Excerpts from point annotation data
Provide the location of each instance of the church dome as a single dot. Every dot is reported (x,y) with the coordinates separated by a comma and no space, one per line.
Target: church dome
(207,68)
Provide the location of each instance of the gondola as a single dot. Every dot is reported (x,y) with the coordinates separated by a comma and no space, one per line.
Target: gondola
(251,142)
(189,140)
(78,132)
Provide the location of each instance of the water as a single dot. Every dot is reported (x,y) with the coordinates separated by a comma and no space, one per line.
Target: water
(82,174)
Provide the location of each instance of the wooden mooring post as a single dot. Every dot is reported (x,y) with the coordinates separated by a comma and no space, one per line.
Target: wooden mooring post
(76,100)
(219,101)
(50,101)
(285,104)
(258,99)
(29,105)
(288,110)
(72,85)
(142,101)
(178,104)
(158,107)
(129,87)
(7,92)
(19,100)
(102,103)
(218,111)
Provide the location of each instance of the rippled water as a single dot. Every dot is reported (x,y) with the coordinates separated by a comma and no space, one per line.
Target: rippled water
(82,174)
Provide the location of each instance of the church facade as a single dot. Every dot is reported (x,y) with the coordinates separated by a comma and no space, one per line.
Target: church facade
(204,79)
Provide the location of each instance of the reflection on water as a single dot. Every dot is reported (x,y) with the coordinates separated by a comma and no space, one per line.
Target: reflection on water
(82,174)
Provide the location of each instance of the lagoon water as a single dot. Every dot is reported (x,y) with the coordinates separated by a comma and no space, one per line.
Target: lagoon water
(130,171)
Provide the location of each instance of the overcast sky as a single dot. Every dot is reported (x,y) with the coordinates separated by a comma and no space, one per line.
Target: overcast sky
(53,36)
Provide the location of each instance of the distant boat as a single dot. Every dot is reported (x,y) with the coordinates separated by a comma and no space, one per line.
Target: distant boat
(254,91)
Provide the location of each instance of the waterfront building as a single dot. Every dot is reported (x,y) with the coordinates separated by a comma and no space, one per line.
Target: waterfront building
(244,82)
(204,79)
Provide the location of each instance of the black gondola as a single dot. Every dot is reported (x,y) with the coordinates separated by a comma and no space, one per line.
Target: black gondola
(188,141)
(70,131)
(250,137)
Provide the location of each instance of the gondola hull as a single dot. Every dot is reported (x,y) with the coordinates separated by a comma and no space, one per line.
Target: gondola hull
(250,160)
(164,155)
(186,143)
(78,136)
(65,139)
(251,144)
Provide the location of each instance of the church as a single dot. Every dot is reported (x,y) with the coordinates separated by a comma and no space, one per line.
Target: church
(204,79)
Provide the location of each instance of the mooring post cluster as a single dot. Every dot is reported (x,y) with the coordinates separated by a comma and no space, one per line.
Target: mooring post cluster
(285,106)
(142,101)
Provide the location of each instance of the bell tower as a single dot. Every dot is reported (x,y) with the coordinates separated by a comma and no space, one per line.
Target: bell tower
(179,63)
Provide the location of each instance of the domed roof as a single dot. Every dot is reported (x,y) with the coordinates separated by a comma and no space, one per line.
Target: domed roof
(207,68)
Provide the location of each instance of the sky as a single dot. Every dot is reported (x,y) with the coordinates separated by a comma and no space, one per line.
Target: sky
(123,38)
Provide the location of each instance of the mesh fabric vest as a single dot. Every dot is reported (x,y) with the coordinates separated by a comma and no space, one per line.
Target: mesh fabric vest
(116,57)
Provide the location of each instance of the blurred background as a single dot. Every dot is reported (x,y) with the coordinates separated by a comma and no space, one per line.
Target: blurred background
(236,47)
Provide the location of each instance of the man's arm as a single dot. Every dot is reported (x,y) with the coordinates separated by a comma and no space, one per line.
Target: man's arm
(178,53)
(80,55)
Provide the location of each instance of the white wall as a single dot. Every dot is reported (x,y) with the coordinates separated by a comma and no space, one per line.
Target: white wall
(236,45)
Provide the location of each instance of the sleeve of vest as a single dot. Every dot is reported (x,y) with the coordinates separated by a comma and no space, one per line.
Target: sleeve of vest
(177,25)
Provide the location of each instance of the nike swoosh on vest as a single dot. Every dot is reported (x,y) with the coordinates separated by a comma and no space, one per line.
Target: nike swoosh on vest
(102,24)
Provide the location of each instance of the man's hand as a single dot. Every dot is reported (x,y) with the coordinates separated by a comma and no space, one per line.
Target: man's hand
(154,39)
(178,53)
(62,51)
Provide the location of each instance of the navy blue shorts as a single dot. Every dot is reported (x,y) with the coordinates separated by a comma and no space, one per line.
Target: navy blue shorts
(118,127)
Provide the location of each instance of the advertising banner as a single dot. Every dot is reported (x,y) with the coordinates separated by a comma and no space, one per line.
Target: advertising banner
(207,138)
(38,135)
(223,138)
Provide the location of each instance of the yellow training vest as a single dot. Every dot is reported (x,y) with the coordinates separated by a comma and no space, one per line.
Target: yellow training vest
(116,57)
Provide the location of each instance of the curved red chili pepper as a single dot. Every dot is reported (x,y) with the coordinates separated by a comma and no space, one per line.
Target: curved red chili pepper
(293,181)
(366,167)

Your goal:
Rewrite the records with each "single dot" swapped for "single point", keeping everything else the same.

The response:
Provide the location of each instance of the church dome as a single point. Every dot is reported (x,y) with the coordinates separated by a comma and no space, one per line.
Target: church dome
(207,68)
Provide the location of each instance of the gondola as a single point. Every dot is reported (x,y) with the coordinates separated by a comma and no space, one per line.
Target: gondola
(251,142)
(189,140)
(78,132)
Provide the location of each instance of the water as a single point. Every dot is reported (x,y) with the coordinates separated by a comma and no space, one per line.
Target: water
(82,174)
Provide the location of each instance of the wooden mooring post as a single point. Every dot is reported (x,y) with the coordinates separated by a comma and no space, one per line.
Target: wooden mooring post
(76,100)
(219,101)
(50,101)
(285,104)
(258,99)
(29,105)
(288,110)
(72,85)
(142,101)
(178,104)
(158,107)
(129,87)
(7,92)
(19,100)
(102,103)
(218,111)
Provide the location of each instance of the rippled water as a single point. Every dot is reported (x,y) with the coordinates separated by a comma and no space, one per line.
Target: rippled water
(82,174)
Provide the location of each instance of the church facade as a single point. Every dot is reported (x,y) with the coordinates separated by a comma and no space, one per line.
Target: church facade
(204,79)
Provide the location of each instance of the reflection on water as a single point. Every dot is reported (x,y) with the coordinates separated by a comma and no space, one per line.
Target: reflection on water
(82,174)
Provide the location of each instance of the lagoon water as a single point. Every dot is reported (x,y) with the coordinates separated by a comma and no space, one per line.
Target: lagoon water
(130,171)
Provide the location of each instance of the overcast sky as a single point. Every dot is reported (x,y) with the coordinates separated by a comma and no space, one per line.
Target: overcast sky
(53,36)
Provide the location of each instance of the distant boat as a single point. Every dot is reported (x,y) with the coordinates separated by a comma and no space, one per line.
Target: distant boat
(254,91)
Provide the location of each instance of the waterfront building as a single point. Every dot is reported (x,y) with the coordinates separated by a comma and no space, one per line.
Target: waterfront building
(244,82)
(204,79)
Provide the location of each instance of the black gondola as a single point. Every dot is reported (x,y) with the coordinates separated by a comma and no space, one per line.
Target: black gondola
(188,141)
(70,131)
(250,137)
Provide the location of each instance of the gondola hull as a single point. Every dot is reported (x,y) with the coordinates separated by a comma and no space, one per line.
Target: gondola hull
(250,160)
(164,155)
(186,143)
(78,136)
(65,139)
(251,144)
Provide the location of each instance of the church as a single point. Every dot is reported (x,y) with the coordinates separated by a comma and no space, one per line.
Target: church
(204,79)
Provide the location of each instance of the mooring post cluster as a single point. Every dot is reported (x,y) with the coordinates separated by a comma and no space, one per line.
Target: mooring post cluster
(285,106)
(142,101)
Provide the location of each instance of the bell tower as a single point. Every dot is reported (x,y) with the coordinates separated by a comma and no space, one per line.
Target: bell tower
(179,63)
Provide the location of each instance of the domed roof as a single point. Every dot is reported (x,y) with the coordinates separated by a comma and no space, one per line.
Target: domed roof
(207,68)
Provide the location of each instance of the sky as a single point. Every dot is reported (x,y) with the coordinates separated by a comma and no space, one per line.
Target: sky
(123,38)
Provide the location of each instance of the mesh fabric vest as a single point. Every dot is reported (x,y) with the coordinates separated by a comma and no space, one per line.
Target: mesh fabric vest
(116,57)
Provide the location of each instance of the blurred background as a single point. Every dot is reported (x,y) with the coordinates separated by a comma and no space, one per line.
Target: blurred background
(236,47)
Provide the location of each instance of the man's arm as a single point. Every dot is reported (x,y) with the coordinates separated by a comma and no space, one per line.
Target: man's arm
(178,53)
(80,55)
Provide the location of each instance of the white wall as a single point. Every dot is reported (x,y) with the coordinates separated by a comma and no space, one per line.
Target: white wall
(236,45)
Provide the location of each instance of the sleeve of vest as a single point. Every dot is reported (x,y) with the coordinates separated by a comma and no space, one per line.
Target: sleeve of vest
(177,25)
Provide the location of each instance of the nike swoosh on vest as a single point. Every dot is reported (x,y) with the coordinates separated by a comma and no space, one per line.
Target: nike swoosh on vest
(102,24)
Provide the location of each instance of the man's hand as a single point. Every dot is reported (x,y) with the coordinates separated by a comma and no space, one per line.
Target: man's hand
(154,39)
(178,53)
(62,51)
Provide the location of each instance of the navy blue shorts as a single point. Every dot is reported (x,y) with the coordinates separated by a comma and no space, one per line.
Target: navy blue shorts
(118,127)
Provide the location of each instance of the advertising banner as a single point. Every dot is reported (x,y) with the coordinates separated by a comma and no space, one per line.
Target: advertising banner
(207,138)
(38,135)
(223,138)
Provide the location of each instance of the yellow training vest as a single point. Every dot is reported (x,y) with the coordinates separated by a comma and no space, one per line.
Target: yellow training vest
(116,57)
Provide the location of each instance of the curved red chili pepper as a single point. Every dot is reported (x,y) with the coordinates separated by a comma and no space, one per line.
Target: curved red chili pepper
(293,181)
(366,167)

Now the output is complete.